___ TEKS KUTIPAN ___

Misteri Dilaila tampil begitu menghebohkan sebab memiliki dua versi dengan alternate ending
yang berbeda, menghasilkan 8,8 Juta RM (sekitar 30,7 Milyar Rupiah).
Tentu, sebuah prestasi yang membanggakan berkat keputusan sang
sutradara, Syafiq Yusof (Desolasi, Abang Long Fadil, KL Special Force)
yang turut serta merangkap sebagai penulis naskah dalam hal
"pendapatan". Namun apakah semuanya setara dengan kualitas yang
dihasilkan?
Jawabannya tidak. Warga Malaysia boleh saja memuji pula bangga akan filmnya, bagi saya pribadi, Misteri Dilaila jauh dibandingkan dengan Kala (2007) arahan Joko Anwar yang mengesankan itu, saya belum menyebut Pintu Terlarang (2009) maupun Belenggu (2012) yang masing-masing menghasilkan sebuah kesan mindblowing pasca menontonnya. Di luar isu plagiarisme yang menerpa filmnya akibat narasi sama persis dengan Vanishing Act (1986). Misteri Dilaila justru tampil lemah, mengenyahkan logika hingga konklusi yang serba mendadak merusak esensi filmnya yang terbilang menarik ini.
Semua bermula kala Jefri
(Zul Ariffin) dan sang istri, Dilaila (Elizabeth Tan) mengunjungi villa
warisan mertua Dilaila dengan tujuan berniat menghabiskan waktu
bersama. Hari pertama kedatangan mereka menyulut sebuah
pertengkaran-yang kemudian membuat Jefri harus tidur di sofa. Begitu ia
terbangun, ia dikejutkan dengan menghilangnya sang istri dari villa
tanpa jejak pula petunjuk yang pasti.
Dilanda kepanikan, Jefri
kemudian melapor kejadian tersebut kepada Inspektur Azman (Rosyam Nor),
tak berselang lama, Jefri kemudian mendapati datangnya seorang Ustaz
bernama Aziz (Namron) yang mengatakan kepadanya bahwa sang istri
menginap di tempat tinggalnya-yang kemudian disusul dengan kedatangan
seorang wanita (Sasqia Dahuri) yang mengaku sebagai Dilaila.
Mengelak percaya karena
perbedaan wajah, Jefri bersikukuh bahwa wanita (selanjutnya dipanggil
Dilaila II) tersebut hendak menipunya. Dari sini, ketertarikan untuk
mengikuti kisahnya semakin memuncak kala tak ada satupun orang yang
mempercayai Jefri, bahkan sang adik ipar, Farid (Mas Khan) pun turut
mengakui Dilaila II adalah kakak kandungnya. Timbul pertanyaan seputar
siapa sebenarnya jati diri Jefri? Apakah ia adalah sosok yang hilang
kewarasan ataukah target dari rencana terstruktur?

___

• DAFTAR TUGAS
a. Dalam ulasan film Misteri Dilaila, kepada siapa Jefri melaporkan hilangnya sang istri?
b. Tuliskan kembali bagian ulasan film Misteri Dilaila mulai dari "Mengelak percaya karena" sampai dengan "dari rencana terstruktur?".

___ DATA YANG DIBERIKAN ___

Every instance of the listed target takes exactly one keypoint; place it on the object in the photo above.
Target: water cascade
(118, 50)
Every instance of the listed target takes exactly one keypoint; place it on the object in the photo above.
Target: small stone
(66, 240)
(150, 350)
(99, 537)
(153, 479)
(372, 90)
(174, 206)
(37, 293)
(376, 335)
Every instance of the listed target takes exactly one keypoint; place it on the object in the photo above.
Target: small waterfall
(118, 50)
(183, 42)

___
___ DATA YANG DIBERIKAN ___

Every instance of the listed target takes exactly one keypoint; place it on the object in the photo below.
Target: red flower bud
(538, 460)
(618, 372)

___
___ DATA YANG DIBERIKAN ___

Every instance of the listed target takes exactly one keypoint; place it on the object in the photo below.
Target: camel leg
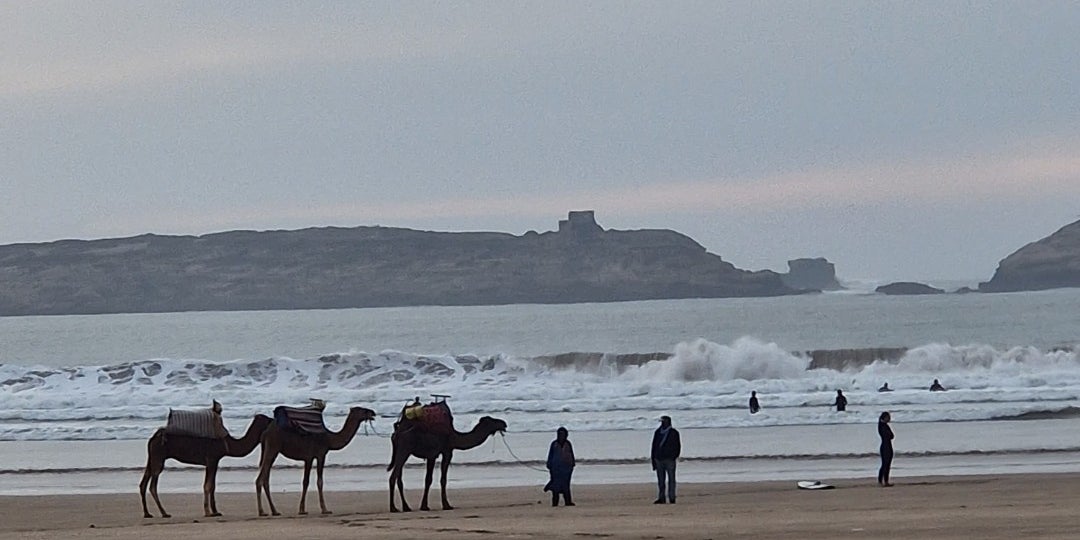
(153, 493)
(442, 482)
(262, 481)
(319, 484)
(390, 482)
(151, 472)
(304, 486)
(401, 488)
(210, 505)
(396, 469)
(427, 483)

___

• HASIL TUGAS
a. Kepada Inspektur Azman (Rosyam Nor).

b.
Mengelak percaya karena
perbedaan wajah, Jefri bersikukuh bahwa wanita (selanjutnya dipanggil
Dilaila II) tersebut hendak menipunya. Dari sini, ketertarikan untuk
mengikuti kisahnya semakin memuncak kala tak ada satupun orang yang
mempercayai Jefri, bahkan sang adik ipar, Farid (Mas Khan) pun turut
mengakui Dilaila II adalah kakak kandungnya. Timbul pertanyaan seputar
siapa sebenarnya jati diri Jefri? Apakah ia adalah sosok yang hilang
kewarasan ataukah target dari rencana terstruktur?